**DOCUMENT SEGMENT**:

::::::::

AI-designed coronavirus vaccine clears first human safety trial

3 min read Multiple sources

The University of Cambridge and its spinout DIOSynVax reported on Thursday that pEVAC-PS, a candidate vaccine whose active component was built entirely by AI, cleared its first safety trial in 39 healthy volunteers. The same shot raised antibodies against SARS-CoV-2, the original SARS virus, and bat coronaviruses that have never infected a human. If it holds up at larger scale, it's a credible shot at vaccinating against the next pandemic before the pandemic starts.

A volunteer receives the pEVAC-PS coronavirus vaccine via a needle-free microfluidic jet to the upper arm.

::::::::

**DATASET EXCERPTS**:
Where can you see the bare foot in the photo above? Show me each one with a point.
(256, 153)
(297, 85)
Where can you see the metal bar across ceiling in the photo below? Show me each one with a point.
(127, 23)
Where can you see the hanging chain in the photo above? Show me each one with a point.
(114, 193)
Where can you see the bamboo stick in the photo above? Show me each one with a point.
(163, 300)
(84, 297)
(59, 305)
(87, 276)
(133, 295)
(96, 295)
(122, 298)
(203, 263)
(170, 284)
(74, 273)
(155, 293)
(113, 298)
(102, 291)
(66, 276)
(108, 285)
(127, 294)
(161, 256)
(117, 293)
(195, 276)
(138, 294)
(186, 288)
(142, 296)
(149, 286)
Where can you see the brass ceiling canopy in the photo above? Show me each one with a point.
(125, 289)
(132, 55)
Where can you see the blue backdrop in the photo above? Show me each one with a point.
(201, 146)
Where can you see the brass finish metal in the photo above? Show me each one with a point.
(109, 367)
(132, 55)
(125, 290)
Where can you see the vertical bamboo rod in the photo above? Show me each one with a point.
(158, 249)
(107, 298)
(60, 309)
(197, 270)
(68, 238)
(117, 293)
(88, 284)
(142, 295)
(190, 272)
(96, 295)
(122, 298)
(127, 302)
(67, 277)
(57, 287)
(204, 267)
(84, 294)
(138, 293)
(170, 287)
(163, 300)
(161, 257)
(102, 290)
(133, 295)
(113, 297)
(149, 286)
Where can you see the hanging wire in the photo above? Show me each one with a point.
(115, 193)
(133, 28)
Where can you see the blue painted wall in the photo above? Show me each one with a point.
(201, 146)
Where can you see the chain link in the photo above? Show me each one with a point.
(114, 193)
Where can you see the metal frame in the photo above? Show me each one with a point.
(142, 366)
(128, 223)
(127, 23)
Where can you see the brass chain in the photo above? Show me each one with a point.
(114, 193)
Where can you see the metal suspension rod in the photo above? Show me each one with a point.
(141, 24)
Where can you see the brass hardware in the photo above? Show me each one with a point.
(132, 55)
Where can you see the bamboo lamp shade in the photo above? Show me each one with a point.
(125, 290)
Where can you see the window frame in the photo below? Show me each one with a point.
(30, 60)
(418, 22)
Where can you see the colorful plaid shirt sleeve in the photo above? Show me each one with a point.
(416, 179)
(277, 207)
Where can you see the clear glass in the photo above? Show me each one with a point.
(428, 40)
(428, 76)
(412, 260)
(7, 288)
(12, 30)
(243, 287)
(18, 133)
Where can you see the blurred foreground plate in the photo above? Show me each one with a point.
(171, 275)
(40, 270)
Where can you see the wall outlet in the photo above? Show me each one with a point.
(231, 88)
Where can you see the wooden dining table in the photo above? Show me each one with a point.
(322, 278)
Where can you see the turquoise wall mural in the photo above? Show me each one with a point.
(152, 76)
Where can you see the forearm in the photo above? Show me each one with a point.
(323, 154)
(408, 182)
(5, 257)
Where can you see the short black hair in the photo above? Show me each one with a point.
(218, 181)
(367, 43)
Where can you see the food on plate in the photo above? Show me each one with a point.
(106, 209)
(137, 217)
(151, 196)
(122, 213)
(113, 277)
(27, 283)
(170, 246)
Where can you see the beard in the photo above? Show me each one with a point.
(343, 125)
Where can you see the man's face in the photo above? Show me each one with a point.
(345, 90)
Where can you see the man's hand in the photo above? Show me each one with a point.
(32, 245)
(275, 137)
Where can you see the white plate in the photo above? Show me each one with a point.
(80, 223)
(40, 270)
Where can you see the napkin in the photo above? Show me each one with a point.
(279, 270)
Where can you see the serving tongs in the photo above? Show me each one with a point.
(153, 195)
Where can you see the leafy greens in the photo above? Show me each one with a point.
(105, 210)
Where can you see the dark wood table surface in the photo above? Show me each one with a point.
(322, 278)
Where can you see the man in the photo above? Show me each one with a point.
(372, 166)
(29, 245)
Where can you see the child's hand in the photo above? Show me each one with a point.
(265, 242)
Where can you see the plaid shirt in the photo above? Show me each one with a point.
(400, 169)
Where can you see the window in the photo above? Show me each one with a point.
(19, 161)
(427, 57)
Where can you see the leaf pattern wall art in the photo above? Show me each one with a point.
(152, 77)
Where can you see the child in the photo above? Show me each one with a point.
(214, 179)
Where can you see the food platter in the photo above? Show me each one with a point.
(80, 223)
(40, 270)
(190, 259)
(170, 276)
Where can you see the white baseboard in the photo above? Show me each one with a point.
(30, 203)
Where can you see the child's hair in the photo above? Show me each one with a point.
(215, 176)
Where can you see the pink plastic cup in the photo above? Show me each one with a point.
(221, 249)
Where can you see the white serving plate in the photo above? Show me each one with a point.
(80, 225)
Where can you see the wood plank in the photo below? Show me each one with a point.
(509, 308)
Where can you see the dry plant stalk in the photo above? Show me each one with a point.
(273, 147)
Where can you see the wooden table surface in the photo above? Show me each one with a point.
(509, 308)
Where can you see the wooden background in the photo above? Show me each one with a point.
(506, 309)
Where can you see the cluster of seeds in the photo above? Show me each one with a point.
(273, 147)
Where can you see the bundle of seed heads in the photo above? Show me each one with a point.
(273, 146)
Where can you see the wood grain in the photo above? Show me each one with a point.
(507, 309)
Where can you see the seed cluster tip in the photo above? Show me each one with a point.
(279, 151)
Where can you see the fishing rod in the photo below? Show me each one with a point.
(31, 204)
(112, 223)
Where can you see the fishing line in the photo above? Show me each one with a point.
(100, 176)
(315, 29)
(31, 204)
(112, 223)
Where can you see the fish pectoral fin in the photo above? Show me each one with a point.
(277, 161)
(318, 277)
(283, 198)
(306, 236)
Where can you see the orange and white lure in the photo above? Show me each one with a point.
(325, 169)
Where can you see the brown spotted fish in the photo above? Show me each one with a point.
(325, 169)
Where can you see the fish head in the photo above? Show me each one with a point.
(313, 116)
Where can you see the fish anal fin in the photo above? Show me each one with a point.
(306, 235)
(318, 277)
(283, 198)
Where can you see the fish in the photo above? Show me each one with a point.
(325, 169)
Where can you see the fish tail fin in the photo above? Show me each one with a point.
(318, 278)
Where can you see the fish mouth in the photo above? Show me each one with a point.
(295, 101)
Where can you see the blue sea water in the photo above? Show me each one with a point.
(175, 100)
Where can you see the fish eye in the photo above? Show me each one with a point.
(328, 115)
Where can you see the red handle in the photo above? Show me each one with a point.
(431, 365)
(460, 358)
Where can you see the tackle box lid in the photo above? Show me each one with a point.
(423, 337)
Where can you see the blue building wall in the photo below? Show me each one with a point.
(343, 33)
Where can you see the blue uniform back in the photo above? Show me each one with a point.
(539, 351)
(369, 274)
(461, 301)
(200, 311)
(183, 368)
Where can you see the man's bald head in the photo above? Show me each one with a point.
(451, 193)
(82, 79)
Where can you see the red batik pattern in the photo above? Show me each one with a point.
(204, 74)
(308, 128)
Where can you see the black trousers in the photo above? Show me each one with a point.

::::::::

**YOUR INSTRUCTIONS**:
Return the stretch of the AI-designed vaccine article above from "The University of" through "the upper arm.", copied word for word.

**YOUR RESPONSE**:
The University of Cambridge and its spinout DIOSynVax reported on Thursday that pEVAC-PS, a candidate vaccine whose active component was built entirely by AI, cleared its first safety trial in 39 healthy volunteers. The same shot raised antibodies against SARS-CoV-2, the original SARS virus, and bat coronaviruses that have never infected a human. If it holds up at larger scale, it's a credible shot at vaccinating against the next pandemic before the pandemic starts.

A volunteer receives the pEVAC-PS coronavirus vaccine via a needle-free microfluidic jet to the upper arm.